Performance difference due to indexing during matrix multiplication

Question

I'm trying out the difference between using a tiled and naive implementation in CUDA C++. I expect to see a performance gap in these variations because of the repeated usage of shared memory. However, the speedup was only about twice as fast (naive ~12ms and tiled ~6ms). Here are the code snippets:

#include <iostream>
#include <assert.h>
using namespace std;

# define N 1024
# define THREADS 16
# define IDX(x, y, s) (x*s + y)

#define gpuErrchk(ans) { gpuAssert((ans), __FILE__, __LINE__); }
inline void gpuAssert(cudaError_t code, const char *file, int line, bool abort=true)
{
   if (code != cudaSuccess) 
   {
      fprintf(stderr,"GPUassert: %s %s %d\n", cudaGetErrorString(code), file, line);
      if (abort) exit(code);
   }
}

void init_values(int *a, int *b, int sz) {
    for(int i=0; i<sz; i++) {
        a[i] = rand()%513 - 256;
        b[i] = rand()%513 - 256;
    }
}

__global__ 
void matmul(int *a, int *b, int *c, int n) {
    // perform parallel matmul
    int x = blockIdx.x * blockDim.x + threadIdx.x;
    int y = blockIdx.y * blockDim.y + threadIdx.y;
    int t = 0;
    for(int i=0; i<n; i++) {
        t += (a[IDX(x, i, n)] * b[IDX(i, y, n)]);
    }
    c[IDX(x, y, n)] = t;
}

void matmul_verify(int *a, int *b, int *c, int n) {
    for(int i=0; i<n; i++) {
        for(int j=0; j<n; j++) {
            int t = 0;
            for(int k=0; k<n; k++)
                t += a[IDX(i, k, n)] * b[IDX(k, j, n)];
            // cout << i << " " << j << " " << c[IDX(i, j, n)] <<  " " << t <<  endl;
            assert(c[IDX(i, j, n)] == t);
        }
    }
}

int main()

§ **DATA SEGMENT**
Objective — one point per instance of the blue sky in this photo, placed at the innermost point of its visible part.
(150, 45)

§ **PROBLEMS TO SOLVE**
- A) Print the passage of the CUDA matrix multiplication question from "I'm trying out" to "line, bool abort=true)".
- B) Answer these questions on the CUDA matrix multiplication question:
(i) What run times does it report for the naive and the tiled versions?
(ii) What value is given to N in its define line?
(iii) What value is given to THREADS?
- C) Go on with the CUDA matrix multiplication question from where it stops.

§ **ANSWER LIST**
- A)
I'm trying out the difference between using a tiled and naive implementation in CUDA C++. I expect to see a performance gap in these variations because of the repeated usage of shared memory. However, the speedup was only about twice as fast (naive ~12ms and tiled ~6ms). Here are the code snippets:

#include <iostream>
#include <assert.h>
using namespace std;

# define N 1024
# define THREADS 16
# define IDX(x, y, s) (x*s + y)

#define gpuErrchk(ans) { gpuAssert((ans), __FILE__, __LINE__); }
inline void gpuAssert(cudaError_t code, const char *file, int line, bool abort=true)

- B)
(i) About 12 ms for the naive version and about 6 ms for the tiled version.
(ii) 1024.
(iii) 16.

- C)
{
    int *a, *b, *c;
    int *da, *db, *dc;
    size_t sz = N * N * sizeof(int);

    a = (int*)malloc(sz);
    b = (int*)malloc(sz);
    c = (int*)malloc(sz);
    init_values(a, b, N*N);

    gpuErrchk(cudaMalloc((void**)&da, sz));
    gpuErrchk(cudaMalloc((void**)&db, sz));
    gpuErrchk(cudaMalloc((void**)&dc, sz));

    gpuErrchk(cudaMemcpy(da, a, sz, cudaMemcpyHostToDevice));
    gpuErrchk(cudaMemcpy(db, b, sz, cudaMemcpyHostToDevice));
    // init grid size
    dim3 grids(N/THREADS, N/THREADS);
    dim3 blocks(THREADS, THREADS);
    // time it
    cudaEvent_t start, stop;
    cudaEventCreate(&start);
    cudaEventCreate(&stop);
    cudaEventRecord(start);
    matmul<<<grids, blocks>>>(da, db, dc, N);
    cudaEventRecord(stop);
    cudaEventSynchronize(stop);
    float milliseconds = 0;
    cudaEventElapsedTime(&milliseconds, start, stop);
    cout << "Took " << milliseconds << " milliseconds.\n";

    gpuErrchk(cudaPeekAtLastError());
    gpuErrchk(cudaDeviceSynchronize());
    gpuErrchk(cudaMemcpy(c, dc, sz, cudaMemcpyDeviceToHost));
    matmul_verify(a, b, c, N);

    cudaFree(da);
    cudaFree(db);
    cudaFree(dc);
    free(a);
    free(b);
    free(c);

    cudaEventDestroy(start);
    cudaEventDestroy(stop);

    return 0;
}

and for the tiled implementation, I change the kernel as

__global__ 
void matmul(int *a, int *b, int *c, int n) {
    // perform parallel matmul
    int ty = threadIdx.y, by = blockIdx.y;
    int tx = threadIdx.x, bx = blockIdx.x;
    int x = bx * blockDim.x + tx;
    int y = by * blockDim.y + ty;
    // block IDs tell us which block to solve for
    // (bx, by) --> (bx: bx + tx, by:by + ty)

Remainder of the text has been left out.